↓↓↓
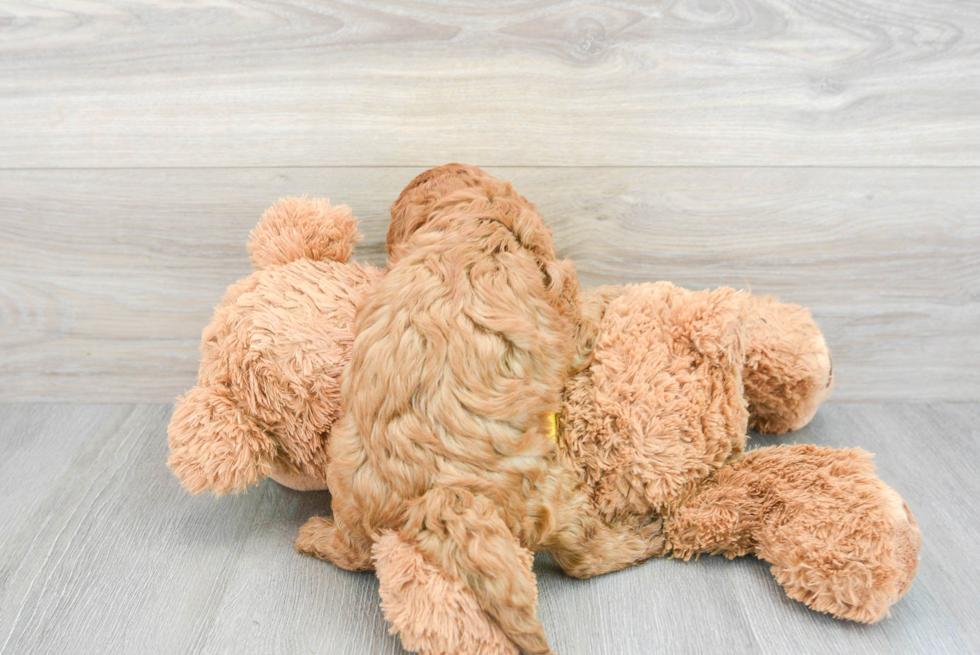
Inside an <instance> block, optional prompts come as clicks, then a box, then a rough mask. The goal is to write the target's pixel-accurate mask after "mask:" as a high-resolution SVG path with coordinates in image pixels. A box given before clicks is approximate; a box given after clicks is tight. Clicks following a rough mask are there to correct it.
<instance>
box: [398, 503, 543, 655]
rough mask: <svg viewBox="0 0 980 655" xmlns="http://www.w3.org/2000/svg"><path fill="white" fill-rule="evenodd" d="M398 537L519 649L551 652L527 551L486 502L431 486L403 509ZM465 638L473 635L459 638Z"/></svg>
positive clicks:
↑↑↑
↓↓↓
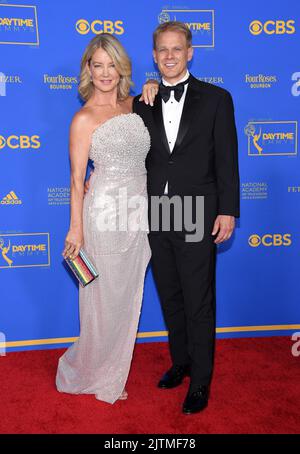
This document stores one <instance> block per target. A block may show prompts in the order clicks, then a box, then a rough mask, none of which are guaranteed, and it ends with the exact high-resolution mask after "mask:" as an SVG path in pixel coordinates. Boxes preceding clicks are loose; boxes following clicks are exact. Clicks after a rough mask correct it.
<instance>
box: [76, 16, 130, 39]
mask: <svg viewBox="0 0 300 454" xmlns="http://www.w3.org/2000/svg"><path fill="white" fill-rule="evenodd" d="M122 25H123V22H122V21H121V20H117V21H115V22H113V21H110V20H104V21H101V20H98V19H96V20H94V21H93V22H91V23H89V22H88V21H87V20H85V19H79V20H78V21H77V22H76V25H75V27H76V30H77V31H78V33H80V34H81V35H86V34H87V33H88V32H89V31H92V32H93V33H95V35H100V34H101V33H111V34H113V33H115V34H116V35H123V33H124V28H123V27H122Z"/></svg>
↑↑↑
Exercise prompt = From the records above, copy out the line with "Inside an <instance>", the line with "box: [398, 503, 543, 655]", and every line between them, word for word.

Solution to this problem =
Inside an <instance> block, optional prompts come as clicks, then a box, then a rough mask. The goal is to write the target's pixel-accurate mask after "mask:" as a high-resolution SVG path with coordinates in image pixels. A box given before clicks is approximate; a box given after clicks is tight. Clicks following a rough mask are there to correct it.
<instance>
box: [398, 503, 543, 655]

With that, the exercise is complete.